> **TO-DO LIST**:
[A] In the forum thread about disappearing replies, each refresh brings a quote notification for which message?
[B] Write the next part of the forum thread about disappearing replies, picking up right after its last line.

> **PROVIDED PASSAGE**:

⁂

# What is up? replies don't show up and notification quote message keeps reappearing



## Greg K (Jan 10, 2013)

Since about 2:30PM PST, I have had  the following issues:
1. Replies and posts after Morrus's first comment  in my thread don't always show.  If I come back to the page, all of the reply's after 3:05 (or thereabout) are gone. Sometimes, they will show if I hit refresh and sometimes not.  If they do show, they are gone the next time I return to view the thread. Repeat. (Note:  my initial post and the thread did not appear in my browser for several minutes_

2. Every time, I hit refresh, I receive a quote notification and it is always notification of  Morrus's initial reply to my post. I have not, previously, had this issue.


----------



## darjr (Jan 10, 2013)

⁂

> **DATA PROVIDED**:

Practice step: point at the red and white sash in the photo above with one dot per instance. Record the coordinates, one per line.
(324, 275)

⁂

> **ANSWER SET**:
[A] Morrus's initial reply to Greg K's post.

[B]
[MENTION=5038]Greg K[/MENTION] can you quote this response?


----------



## tadr (Jan 10, 2013)

darjr said:


> can you quote this response?




This isn't any at all like the DM playing two NPC's having a conversation with each other. Not at all.


----------



## darjr (Jan 10, 2013)

tadr said:


> This isn't any at all like the DM playing two NPC's having a conversation with each other. Not at all.




Nope, it's like the DM talking directly to one of the NPC's.


----------



## Morrus (Jan 10, 2013)

There does appear to be some caching wonkiness going on.


----------



## darjr (Jan 10, 2013)

Yea, I'm not seeing it as bad, but I am.


----------



## Greg K (Jan 10, 2013)

darjr said:


> [MENTION=5038]Greg K[/MENTION] can you quote this response?




quoting


----------



## darjr (Jan 10, 2013)

Yea, it's there. All of it.
 @_*Morrus*_ I've let Steven know.

It does look like a hard refresh in chrome pulls in an updated page.


----------



## tadr (Jan 10, 2013)

darjr said:


> Yea, it's there. All of it.
> I've let Steven know.
> 
> It does look like a hard refresh in chrome pulls in an updated page.




testing again.


----------



## darjr (Jan 10, 2013)

still present. Not as bad, but still here.


----------



## Shemeska (Jan 21, 2013)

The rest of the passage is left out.